───── SUPPLIED INFORMATION

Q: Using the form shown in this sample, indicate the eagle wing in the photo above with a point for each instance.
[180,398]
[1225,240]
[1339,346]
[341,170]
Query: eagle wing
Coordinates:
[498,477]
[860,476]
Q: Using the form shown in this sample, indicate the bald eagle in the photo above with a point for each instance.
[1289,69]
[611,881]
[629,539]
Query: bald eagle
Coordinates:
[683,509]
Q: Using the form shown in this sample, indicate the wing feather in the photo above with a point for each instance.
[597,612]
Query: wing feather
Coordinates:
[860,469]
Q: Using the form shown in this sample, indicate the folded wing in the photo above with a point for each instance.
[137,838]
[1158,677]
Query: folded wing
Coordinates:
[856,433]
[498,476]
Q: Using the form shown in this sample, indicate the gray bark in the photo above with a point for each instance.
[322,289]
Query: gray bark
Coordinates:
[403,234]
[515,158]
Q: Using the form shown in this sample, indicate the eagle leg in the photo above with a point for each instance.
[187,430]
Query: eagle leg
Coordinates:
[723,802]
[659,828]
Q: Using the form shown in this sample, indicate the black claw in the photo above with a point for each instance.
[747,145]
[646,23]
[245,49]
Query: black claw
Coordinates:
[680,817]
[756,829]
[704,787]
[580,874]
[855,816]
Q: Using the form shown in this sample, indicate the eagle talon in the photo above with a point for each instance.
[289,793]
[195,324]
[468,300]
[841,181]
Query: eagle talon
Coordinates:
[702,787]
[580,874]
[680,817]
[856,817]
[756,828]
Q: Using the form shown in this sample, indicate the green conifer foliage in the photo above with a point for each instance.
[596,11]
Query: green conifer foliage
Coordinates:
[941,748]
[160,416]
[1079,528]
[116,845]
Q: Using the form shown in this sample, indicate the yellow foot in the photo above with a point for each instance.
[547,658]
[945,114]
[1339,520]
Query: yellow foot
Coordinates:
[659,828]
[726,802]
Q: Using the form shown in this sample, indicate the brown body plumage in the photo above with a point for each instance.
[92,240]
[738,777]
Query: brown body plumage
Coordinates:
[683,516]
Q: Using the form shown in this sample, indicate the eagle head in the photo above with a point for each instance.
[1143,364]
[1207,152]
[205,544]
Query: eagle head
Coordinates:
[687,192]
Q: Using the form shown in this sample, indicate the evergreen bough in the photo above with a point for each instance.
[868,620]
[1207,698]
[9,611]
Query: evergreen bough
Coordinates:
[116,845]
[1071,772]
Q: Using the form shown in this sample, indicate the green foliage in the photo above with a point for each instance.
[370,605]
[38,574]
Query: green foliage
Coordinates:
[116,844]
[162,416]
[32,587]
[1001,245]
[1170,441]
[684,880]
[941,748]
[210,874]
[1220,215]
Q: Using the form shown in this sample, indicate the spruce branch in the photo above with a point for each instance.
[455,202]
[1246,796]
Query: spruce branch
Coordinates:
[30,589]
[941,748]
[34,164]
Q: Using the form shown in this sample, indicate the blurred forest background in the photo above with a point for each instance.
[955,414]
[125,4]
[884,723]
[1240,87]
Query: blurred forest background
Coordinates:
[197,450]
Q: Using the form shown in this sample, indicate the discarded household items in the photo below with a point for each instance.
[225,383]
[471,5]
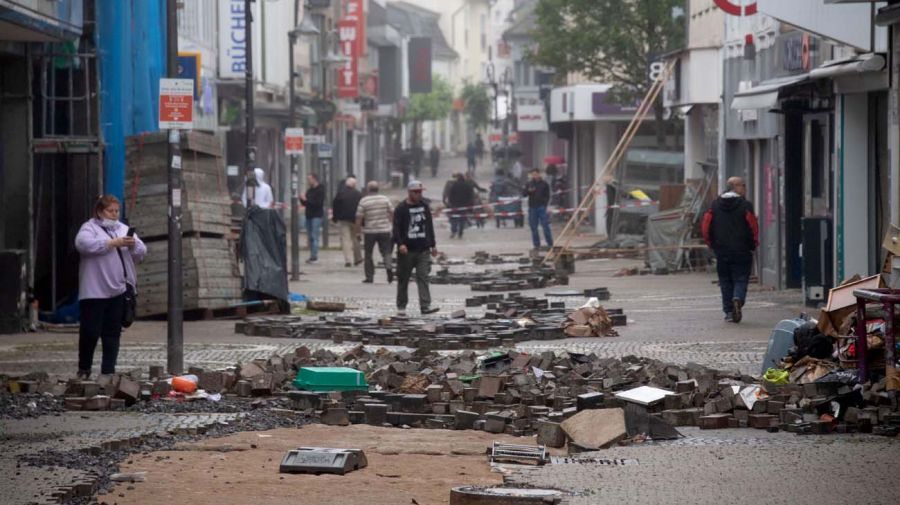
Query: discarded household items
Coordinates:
[780,342]
[471,495]
[591,320]
[522,454]
[319,460]
[330,379]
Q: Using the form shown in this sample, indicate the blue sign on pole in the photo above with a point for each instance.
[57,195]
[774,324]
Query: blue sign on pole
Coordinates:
[189,68]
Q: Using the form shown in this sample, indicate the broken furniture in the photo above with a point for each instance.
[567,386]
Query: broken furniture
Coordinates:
[888,299]
[510,453]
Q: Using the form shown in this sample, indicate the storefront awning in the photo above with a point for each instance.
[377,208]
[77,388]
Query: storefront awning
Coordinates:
[852,66]
[765,95]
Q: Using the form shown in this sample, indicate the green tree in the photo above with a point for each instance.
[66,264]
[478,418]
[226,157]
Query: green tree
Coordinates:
[612,41]
[432,106]
[477,105]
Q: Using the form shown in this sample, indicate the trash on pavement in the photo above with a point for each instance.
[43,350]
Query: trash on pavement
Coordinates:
[186,384]
[318,460]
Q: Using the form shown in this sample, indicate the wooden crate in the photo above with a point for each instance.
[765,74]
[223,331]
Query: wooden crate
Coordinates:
[206,204]
[210,276]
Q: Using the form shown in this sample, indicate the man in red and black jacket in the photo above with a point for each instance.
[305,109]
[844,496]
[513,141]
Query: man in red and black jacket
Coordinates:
[731,230]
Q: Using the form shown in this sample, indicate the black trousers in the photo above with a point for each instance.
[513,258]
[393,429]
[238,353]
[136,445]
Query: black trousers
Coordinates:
[420,261]
[101,319]
[384,246]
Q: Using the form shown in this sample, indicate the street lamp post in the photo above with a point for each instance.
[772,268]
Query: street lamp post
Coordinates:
[249,148]
[332,59]
[305,28]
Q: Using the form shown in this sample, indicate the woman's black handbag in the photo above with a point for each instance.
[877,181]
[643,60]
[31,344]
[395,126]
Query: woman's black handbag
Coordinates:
[130,296]
[128,312]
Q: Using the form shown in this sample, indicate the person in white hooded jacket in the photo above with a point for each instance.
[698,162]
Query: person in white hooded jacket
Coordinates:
[263,197]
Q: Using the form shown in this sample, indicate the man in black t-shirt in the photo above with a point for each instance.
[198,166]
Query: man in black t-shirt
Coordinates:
[314,201]
[414,235]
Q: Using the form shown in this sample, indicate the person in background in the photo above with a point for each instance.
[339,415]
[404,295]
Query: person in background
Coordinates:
[538,192]
[461,197]
[344,204]
[413,232]
[477,199]
[552,174]
[517,171]
[314,201]
[108,256]
[479,147]
[374,216]
[262,192]
[434,159]
[471,155]
[730,229]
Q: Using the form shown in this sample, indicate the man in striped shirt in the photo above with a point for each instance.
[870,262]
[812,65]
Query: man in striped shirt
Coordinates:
[375,215]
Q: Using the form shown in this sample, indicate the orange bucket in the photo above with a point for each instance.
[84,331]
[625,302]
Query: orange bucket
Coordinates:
[184,385]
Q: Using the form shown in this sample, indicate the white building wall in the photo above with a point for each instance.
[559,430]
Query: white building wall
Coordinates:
[197,33]
[848,23]
[604,143]
[853,182]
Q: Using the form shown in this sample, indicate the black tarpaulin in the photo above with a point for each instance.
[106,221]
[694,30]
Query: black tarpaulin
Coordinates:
[264,253]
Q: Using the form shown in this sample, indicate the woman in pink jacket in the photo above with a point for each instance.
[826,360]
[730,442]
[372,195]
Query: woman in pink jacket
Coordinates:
[108,255]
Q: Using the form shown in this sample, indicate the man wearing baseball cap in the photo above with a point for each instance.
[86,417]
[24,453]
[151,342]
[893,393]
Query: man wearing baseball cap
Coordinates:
[414,235]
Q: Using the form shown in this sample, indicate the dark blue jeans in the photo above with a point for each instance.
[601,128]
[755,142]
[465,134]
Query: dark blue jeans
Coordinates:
[538,215]
[101,319]
[313,229]
[734,275]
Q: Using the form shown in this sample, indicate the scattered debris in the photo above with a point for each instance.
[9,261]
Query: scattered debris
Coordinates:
[595,429]
[319,460]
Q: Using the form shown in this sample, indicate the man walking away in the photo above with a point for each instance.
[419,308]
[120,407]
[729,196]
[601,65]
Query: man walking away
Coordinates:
[375,215]
[471,154]
[731,230]
[261,191]
[314,201]
[344,204]
[477,200]
[414,236]
[538,192]
[434,159]
[479,147]
[461,197]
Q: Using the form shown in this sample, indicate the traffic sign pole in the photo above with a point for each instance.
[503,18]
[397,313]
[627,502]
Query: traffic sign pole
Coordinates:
[175,305]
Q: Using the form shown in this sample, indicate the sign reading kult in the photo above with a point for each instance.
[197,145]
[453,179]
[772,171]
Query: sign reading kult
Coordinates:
[351,29]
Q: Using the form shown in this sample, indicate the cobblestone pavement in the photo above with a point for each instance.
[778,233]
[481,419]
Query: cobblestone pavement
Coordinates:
[730,466]
[673,318]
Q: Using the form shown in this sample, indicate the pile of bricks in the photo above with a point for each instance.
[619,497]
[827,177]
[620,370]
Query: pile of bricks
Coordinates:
[508,320]
[516,393]
[533,276]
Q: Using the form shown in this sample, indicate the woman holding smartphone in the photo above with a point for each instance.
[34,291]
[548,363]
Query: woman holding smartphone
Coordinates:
[108,250]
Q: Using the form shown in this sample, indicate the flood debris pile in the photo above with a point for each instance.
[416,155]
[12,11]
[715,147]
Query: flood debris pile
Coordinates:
[529,276]
[508,320]
[593,321]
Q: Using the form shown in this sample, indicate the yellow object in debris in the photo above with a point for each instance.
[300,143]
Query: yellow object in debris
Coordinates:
[776,376]
[640,195]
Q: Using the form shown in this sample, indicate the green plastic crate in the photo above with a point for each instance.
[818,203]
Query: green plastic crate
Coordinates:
[328,378]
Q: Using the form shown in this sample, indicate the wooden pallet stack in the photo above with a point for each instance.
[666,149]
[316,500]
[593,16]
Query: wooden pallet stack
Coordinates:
[211,277]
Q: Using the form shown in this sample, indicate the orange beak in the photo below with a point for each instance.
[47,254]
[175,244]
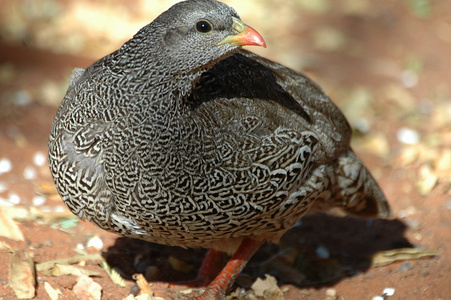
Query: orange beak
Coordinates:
[246,36]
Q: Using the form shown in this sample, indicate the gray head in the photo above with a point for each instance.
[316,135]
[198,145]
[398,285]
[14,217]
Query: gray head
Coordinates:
[195,34]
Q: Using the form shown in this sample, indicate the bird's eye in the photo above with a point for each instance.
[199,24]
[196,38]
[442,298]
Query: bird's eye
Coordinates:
[203,26]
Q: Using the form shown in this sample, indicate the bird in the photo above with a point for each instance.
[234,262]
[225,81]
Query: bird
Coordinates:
[183,138]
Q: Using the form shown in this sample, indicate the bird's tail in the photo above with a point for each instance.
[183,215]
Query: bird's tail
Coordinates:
[353,190]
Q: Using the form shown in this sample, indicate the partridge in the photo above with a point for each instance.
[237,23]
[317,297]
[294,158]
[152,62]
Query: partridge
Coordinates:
[183,138]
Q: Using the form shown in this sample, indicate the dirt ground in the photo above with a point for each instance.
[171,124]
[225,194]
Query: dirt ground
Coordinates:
[385,63]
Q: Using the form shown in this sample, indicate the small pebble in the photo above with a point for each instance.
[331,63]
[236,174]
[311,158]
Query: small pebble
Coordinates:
[331,294]
[95,242]
[405,267]
[389,291]
[448,204]
[408,136]
[409,78]
[414,224]
[22,98]
[5,202]
[29,173]
[322,252]
[3,187]
[5,165]
[38,200]
[39,159]
[14,198]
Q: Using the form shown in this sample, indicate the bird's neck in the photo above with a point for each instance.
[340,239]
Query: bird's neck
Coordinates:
[152,73]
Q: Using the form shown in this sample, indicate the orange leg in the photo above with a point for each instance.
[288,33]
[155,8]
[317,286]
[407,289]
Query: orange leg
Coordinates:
[219,286]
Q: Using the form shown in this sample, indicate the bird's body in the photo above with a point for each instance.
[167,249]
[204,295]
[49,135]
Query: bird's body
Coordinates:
[203,150]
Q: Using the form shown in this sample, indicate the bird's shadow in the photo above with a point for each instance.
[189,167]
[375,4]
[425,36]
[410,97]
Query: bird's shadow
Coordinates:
[319,251]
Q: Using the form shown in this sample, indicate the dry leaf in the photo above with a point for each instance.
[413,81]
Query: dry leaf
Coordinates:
[61,269]
[142,284]
[22,276]
[114,275]
[87,289]
[267,288]
[9,228]
[5,247]
[142,297]
[53,294]
[48,265]
[427,180]
[387,257]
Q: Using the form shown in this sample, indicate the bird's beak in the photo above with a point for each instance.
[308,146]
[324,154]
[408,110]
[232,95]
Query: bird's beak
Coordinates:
[246,36]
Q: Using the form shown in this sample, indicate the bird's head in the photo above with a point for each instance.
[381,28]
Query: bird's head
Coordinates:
[195,34]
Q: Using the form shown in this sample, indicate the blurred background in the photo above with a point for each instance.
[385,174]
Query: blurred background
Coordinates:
[384,63]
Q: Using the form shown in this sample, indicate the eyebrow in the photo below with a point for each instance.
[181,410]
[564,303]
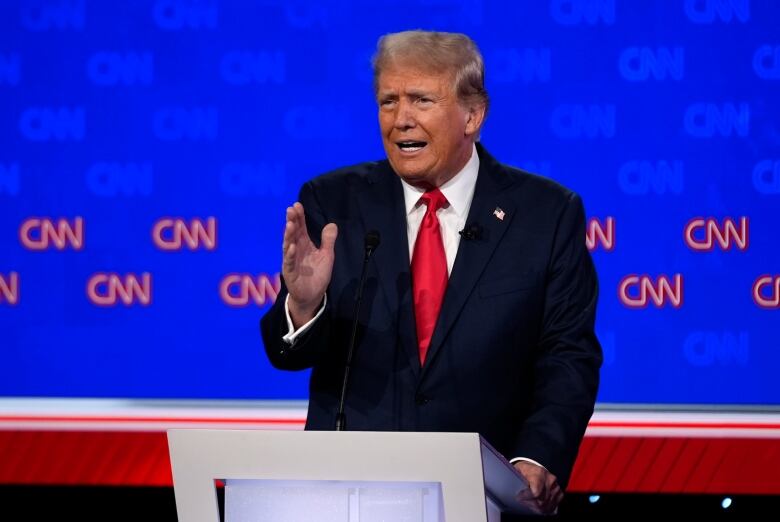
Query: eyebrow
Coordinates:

──────────

• _BRIEF_
All lines from the one containing "the bird's beak" through the end of the entries, both ends included, should be written out exactly, with no pictures.

• _RESPONSE_
Q: Using the form shown in this sample, indicate the bird's beak in the photo above with a point for each instance.
[308,146]
[324,154]
[408,110]
[232,95]
Query: bird's beak
Coordinates:
[246,36]
Q: Using the form shown in this sample, indicate the bird's head in the photo above with a point for each instance.
[381,28]
Query: bird's head
Coordinates:
[195,34]
Q: Using the form shown in this sample, indicate the blurred background in the photo above with a point for each instance.
[385,174]
Query: blurred background
Coordinates:
[384,63]
Q: Using the form shown in this sample, indicate the eyebrow in the photo below with a point for each instance.
[181,410]
[564,303]
Query: eyebrow
Coordinates:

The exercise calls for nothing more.